■ Directive
Write the next part of the Mclusky interview below, picking up right after its final sentence.

Brave in Particular Contexts: Mclusky Interviewed
Photo by Damien Sayell
Photo by Damien Sayell

Brave in Particular Contexts: Mclusky Interviewed

tQ’s official Mclusky correspondent, JR Moores, catches up with Andrew Falkous for a freewheeling chat covering pesto, Genghis Khan, tinnitus and the revived rock trio's first album in over two decades. Plus, the band share the new video for brand new track 'Chekov's Guns'

Andrew Falkous is concerned about nostalgia. To a certain extent, he owes Mclusky’s comeback to it. He’s under no illusion about that. “The second that you take to the stage, you’re triggering memories in the case of 60 per cent of the audience,” he recognises. “They’re remembering the dreams they once had. They’re remembering a time when their parents could walk around unaided. They’re remembering a time when you could feasibly pretend that you didn’t know Morrissey was problematic, because the glaring evidence wasn’t pushed into your feed 14 times a day.” Nostalgia has to be addressed as openly and honestly as possible, he believes. “But, at the same time, you’ve got to head it off at the pass and fucking knock it off that pass and watch it tumble into a ravine.”

Let’s not dwell too heavily on the past, then. There is little need, as we’ve covered it before. Suffice to say, Mclusky formed in Cardiff and in the early 2000s released three albums of shouty, Pixies-influenced alternative indie rock music. When they split in January 2005,  their bassist and co-vocalist, Jon Chapple, focused on Shooting At Unarmed Men and then moved to Australia. Singer and guitarist Andrew Falkous and drummer Jack Egglestone relaunched as Future Of The Left, initially with members of Jarcrew. The reputation of Mclusky grew in its absence, if not to the size of My Bloody Valentine’s then at least to that of a post hardcore act who could sell out Dingwalls.

After about a decade, Mclusky began playing occasional shows again, sans Chapple, for charity at first and then more frequently for payment, with new bassist Damien Sayell of The St. Pierre Snake Invasion. Whereas Falkous remembers, the first time round, playing concerts in Detroit where even the bar staff left halfway through because they had no customers to serve, on last year’s North American tour Mclusky performed to about 1,000 people in New York and Chicago. It’s a bit like that Anvil documentary, with shorter haircuts, fewer guitar solos and less reverence for Metallica.

Now, Mclusky are set to release their first album since 2004’s The Difference Between Me And You Is That I’m Not On Fire. If anyone uses the new record, The World Is Still Here And So Are We, as an excuse to witter on about how marvellous the last one was, it’ll follow the frustrating pattern in which Falkous has often felt trapped, as if Bill Murray had bought himself a modest board of distortion pedals instead of piano lessons. Other musicians will relate to Falkous’ predicament. Each step he’s taken has been in the shadow of the last. “Mclusky Do Dallas wasn’t considered to be a classic when it came out [in 2002]. Far from it,” he recalls. “It was considered to be a classic pretty much exactly when The Difference Between Me And You came out.”

Future Of The Left, in their early years, had to strive to shake-off the reputation of Falkous’ former band. Their second album, 2009’s Travels With Myself And Another, turned out to be their lowest selling. Even so, it became a benchmark for its follow-ups, notes Falkous. “I think it bears examination in the music fan and the critic,” he says. “Everybody is scared of change. I’m petrified of it on the basis of my lunch. But in terms of our art, I think we all need to be a bit more French and embrace it.”

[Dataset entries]
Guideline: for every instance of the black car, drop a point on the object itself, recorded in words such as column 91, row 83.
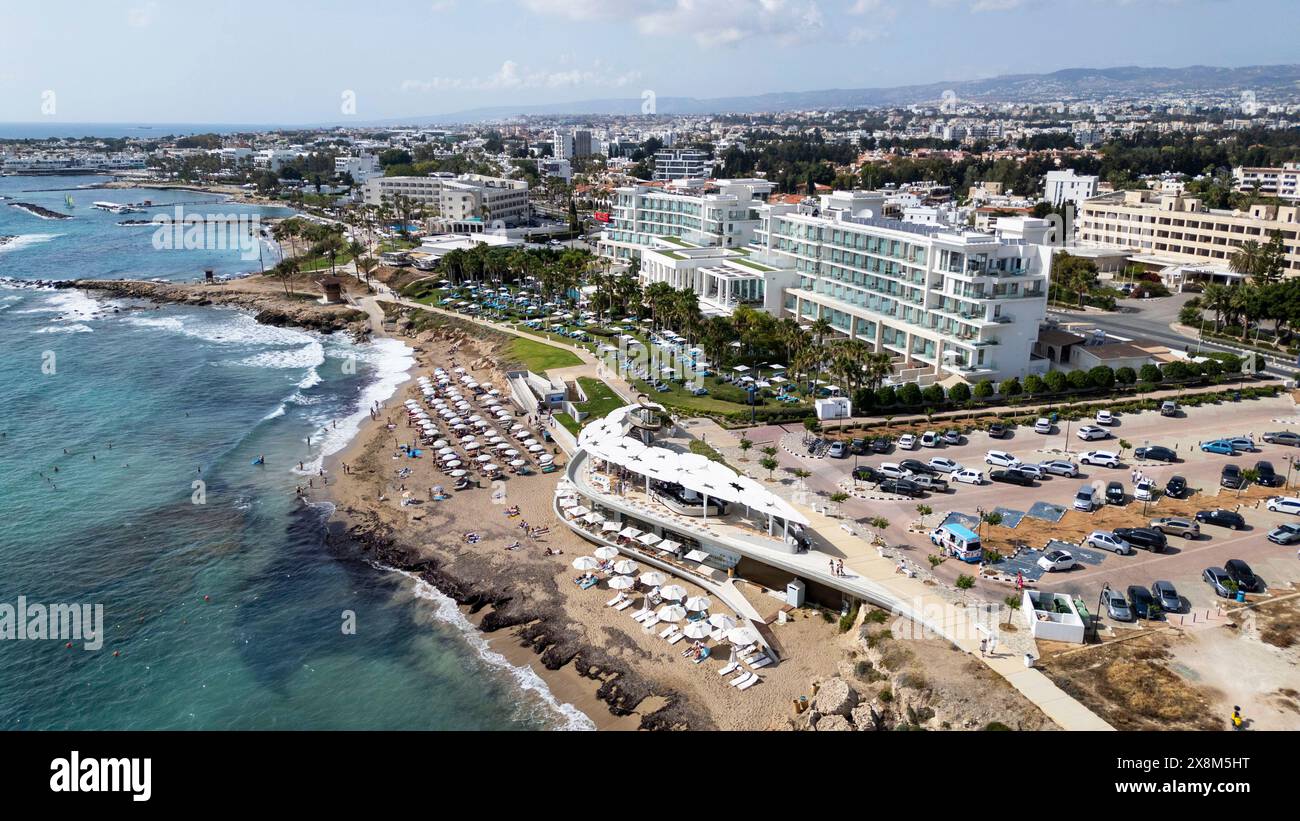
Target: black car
column 1143, row 603
column 1012, row 477
column 904, row 487
column 915, row 465
column 1266, row 476
column 1240, row 573
column 1221, row 517
column 1156, row 452
column 1114, row 492
column 1144, row 538
column 1175, row 487
column 1231, row 477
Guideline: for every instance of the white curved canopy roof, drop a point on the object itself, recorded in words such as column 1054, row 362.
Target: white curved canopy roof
column 606, row 439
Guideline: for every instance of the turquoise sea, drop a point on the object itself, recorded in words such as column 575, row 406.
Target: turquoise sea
column 228, row 613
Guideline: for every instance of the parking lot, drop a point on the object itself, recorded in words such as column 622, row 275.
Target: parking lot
column 1031, row 516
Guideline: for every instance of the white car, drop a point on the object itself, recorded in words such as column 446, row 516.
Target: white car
column 945, row 465
column 1144, row 490
column 1285, row 504
column 1001, row 459
column 1106, row 541
column 1057, row 560
column 1104, row 459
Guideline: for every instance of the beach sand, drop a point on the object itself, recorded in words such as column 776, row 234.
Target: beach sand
column 590, row 655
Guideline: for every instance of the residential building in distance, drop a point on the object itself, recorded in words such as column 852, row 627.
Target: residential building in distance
column 1173, row 229
column 944, row 302
column 1281, row 182
column 1069, row 187
column 680, row 164
column 702, row 213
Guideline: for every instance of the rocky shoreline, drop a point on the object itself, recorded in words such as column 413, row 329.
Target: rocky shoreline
column 269, row 308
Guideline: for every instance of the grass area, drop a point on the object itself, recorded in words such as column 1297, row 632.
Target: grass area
column 538, row 356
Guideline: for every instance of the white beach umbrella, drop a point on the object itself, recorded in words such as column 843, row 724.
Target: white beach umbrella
column 698, row 603
column 671, row 612
column 674, row 593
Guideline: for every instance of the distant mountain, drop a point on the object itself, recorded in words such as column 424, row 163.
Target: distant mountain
column 1064, row 85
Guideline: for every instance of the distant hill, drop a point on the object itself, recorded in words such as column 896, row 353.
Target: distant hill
column 1064, row 85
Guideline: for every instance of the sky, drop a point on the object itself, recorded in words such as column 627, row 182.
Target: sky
column 291, row 61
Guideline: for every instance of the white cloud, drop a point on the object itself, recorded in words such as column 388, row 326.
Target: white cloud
column 512, row 77
column 143, row 14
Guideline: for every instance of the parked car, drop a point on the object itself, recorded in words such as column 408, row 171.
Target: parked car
column 904, row 487
column 1266, row 476
column 1156, row 452
column 915, row 467
column 1117, row 607
column 1114, row 492
column 1104, row 459
column 1175, row 487
column 1218, row 581
column 1057, row 560
column 1231, row 477
column 1143, row 603
column 1218, row 446
column 1283, row 504
column 1144, row 538
column 1283, row 437
column 1177, row 526
column 944, row 465
column 1166, row 595
column 1221, row 517
column 1244, row 577
column 1086, row 499
column 1106, row 541
column 1286, row 533
column 1061, row 467
column 1144, row 490
column 1001, row 459
column 1091, row 431
column 1012, row 477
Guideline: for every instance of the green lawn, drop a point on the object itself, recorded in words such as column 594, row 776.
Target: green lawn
column 538, row 356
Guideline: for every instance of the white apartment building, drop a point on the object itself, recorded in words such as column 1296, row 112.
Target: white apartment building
column 680, row 164
column 943, row 302
column 1281, row 182
column 1069, row 187
column 1179, row 229
column 719, row 213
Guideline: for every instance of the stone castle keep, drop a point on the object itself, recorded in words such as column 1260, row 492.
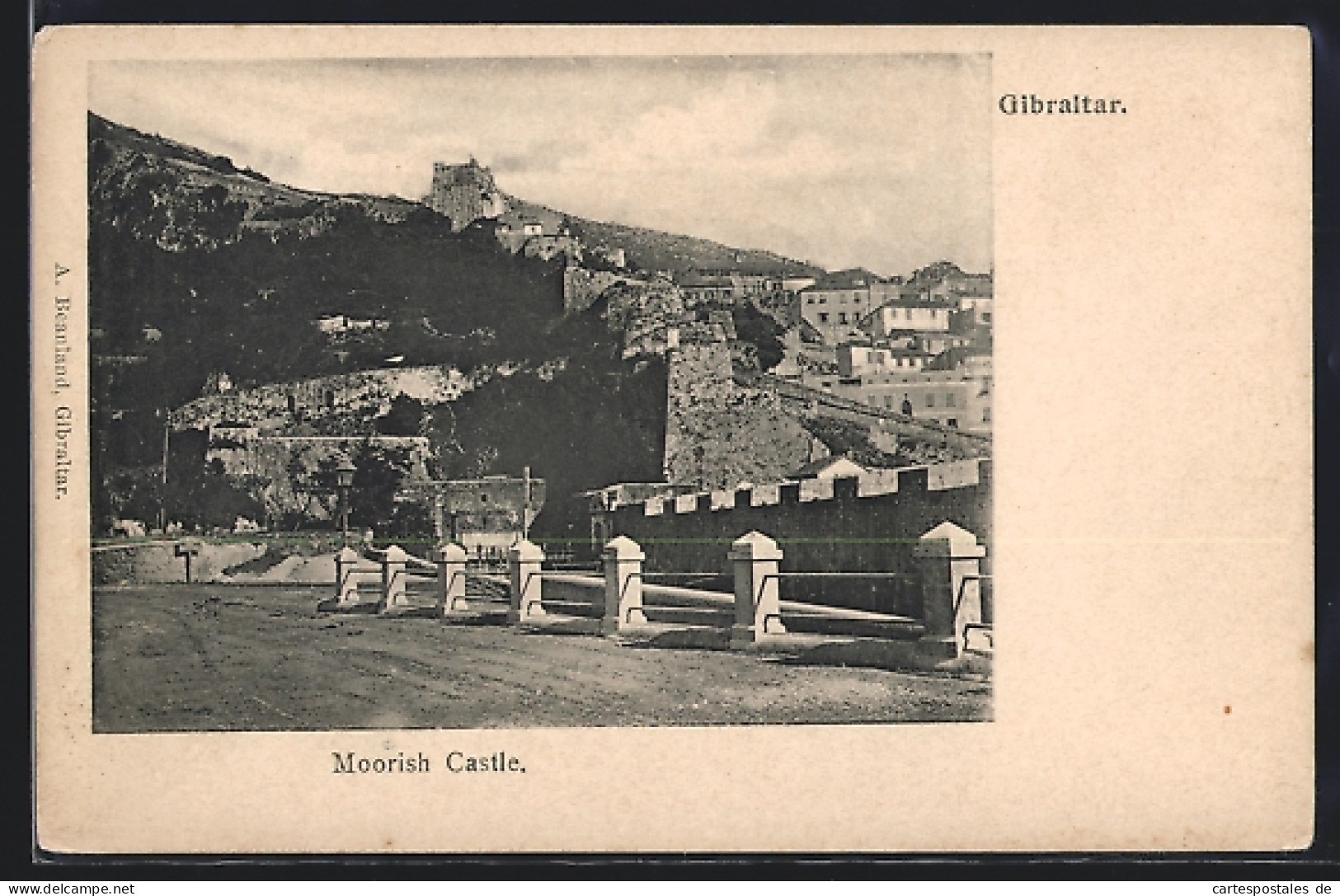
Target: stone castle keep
column 464, row 193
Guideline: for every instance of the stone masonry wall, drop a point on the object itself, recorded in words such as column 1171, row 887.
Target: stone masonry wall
column 285, row 469
column 373, row 390
column 720, row 434
column 866, row 524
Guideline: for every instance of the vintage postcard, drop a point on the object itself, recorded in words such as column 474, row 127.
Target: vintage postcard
column 534, row 439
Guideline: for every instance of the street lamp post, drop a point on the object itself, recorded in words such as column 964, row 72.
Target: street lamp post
column 345, row 481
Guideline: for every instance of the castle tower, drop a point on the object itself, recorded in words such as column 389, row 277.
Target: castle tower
column 464, row 193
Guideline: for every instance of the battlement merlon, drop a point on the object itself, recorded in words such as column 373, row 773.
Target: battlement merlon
column 938, row 477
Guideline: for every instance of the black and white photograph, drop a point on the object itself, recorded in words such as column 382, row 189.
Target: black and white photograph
column 505, row 392
column 606, row 439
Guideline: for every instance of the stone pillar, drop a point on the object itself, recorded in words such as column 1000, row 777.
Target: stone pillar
column 949, row 556
column 755, row 559
column 346, row 576
column 450, row 578
column 622, row 585
column 188, row 549
column 393, row 579
column 523, row 561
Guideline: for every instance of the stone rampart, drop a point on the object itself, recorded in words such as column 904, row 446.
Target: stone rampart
column 858, row 524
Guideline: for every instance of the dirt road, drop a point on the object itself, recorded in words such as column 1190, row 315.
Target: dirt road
column 193, row 658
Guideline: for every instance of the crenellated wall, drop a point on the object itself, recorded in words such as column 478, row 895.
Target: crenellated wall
column 857, row 524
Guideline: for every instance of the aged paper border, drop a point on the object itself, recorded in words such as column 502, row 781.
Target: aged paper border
column 1153, row 499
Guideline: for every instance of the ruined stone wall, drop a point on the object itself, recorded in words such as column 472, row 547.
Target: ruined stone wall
column 464, row 193
column 720, row 433
column 285, row 471
column 582, row 287
column 283, row 405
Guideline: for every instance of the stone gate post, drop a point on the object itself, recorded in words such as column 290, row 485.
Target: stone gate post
column 949, row 561
column 450, row 578
column 523, row 561
column 346, row 576
column 755, row 559
column 622, row 585
column 393, row 579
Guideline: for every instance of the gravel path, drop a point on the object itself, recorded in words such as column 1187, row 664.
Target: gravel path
column 190, row 658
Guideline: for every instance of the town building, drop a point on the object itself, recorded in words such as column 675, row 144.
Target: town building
column 909, row 314
column 947, row 396
column 864, row 360
column 835, row 306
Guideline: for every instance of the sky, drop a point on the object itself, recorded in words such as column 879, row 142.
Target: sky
column 875, row 161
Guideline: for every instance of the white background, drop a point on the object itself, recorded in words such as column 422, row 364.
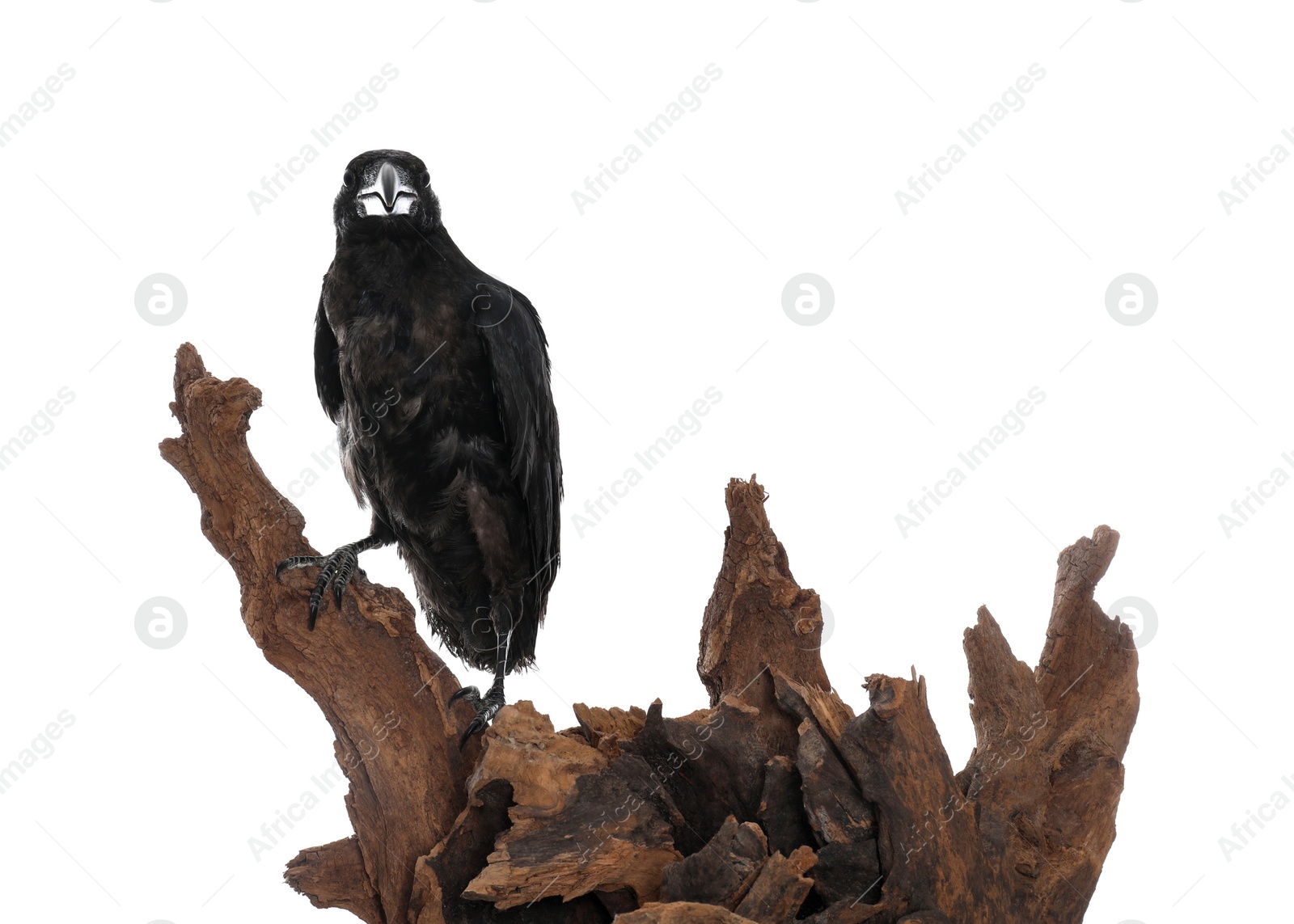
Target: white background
column 666, row 286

■ The result
The World Is Still Here And So Are We updates and expands the Mclusky sound without by any means rehashing what came before. Certain key ingredients are still present. Thick distortion. Chunky riffs. Clattering drums. Catchy refrains. The sense that this is a live unit, playing as one, creating songs with their rowdy and chest-rattling gig impact in mind. It’s got some incredible song titles, as you’d expect. ‘The Competent Horse Thief’, ‘Kafka-esque Novelist Franz Kafka’, ‘Not All Steeplejacks’, etc. Of course, there are delightfully sharp lyrics to match.

Does it sound like the follow-up to The Difference Between Me And You, though? Hardly. It’s not what any immediate sequel would’ve sounded like, anyway. Its music is denser, perhaps, than what came before and more intricate without being, say, math rock. Furthermore, the varied and often eccentric vocal ideas that Falkous tried out on his Christian Fitness side-project haven’t done him any harm.

In this exclusive interview, Falkous talks time, tinnitus and the “technical stuff”. 

I’m going to throw this out there and say the new album doesn’t sound like Mclusky. Or certainly not Mclusky as it was over 20 years ago.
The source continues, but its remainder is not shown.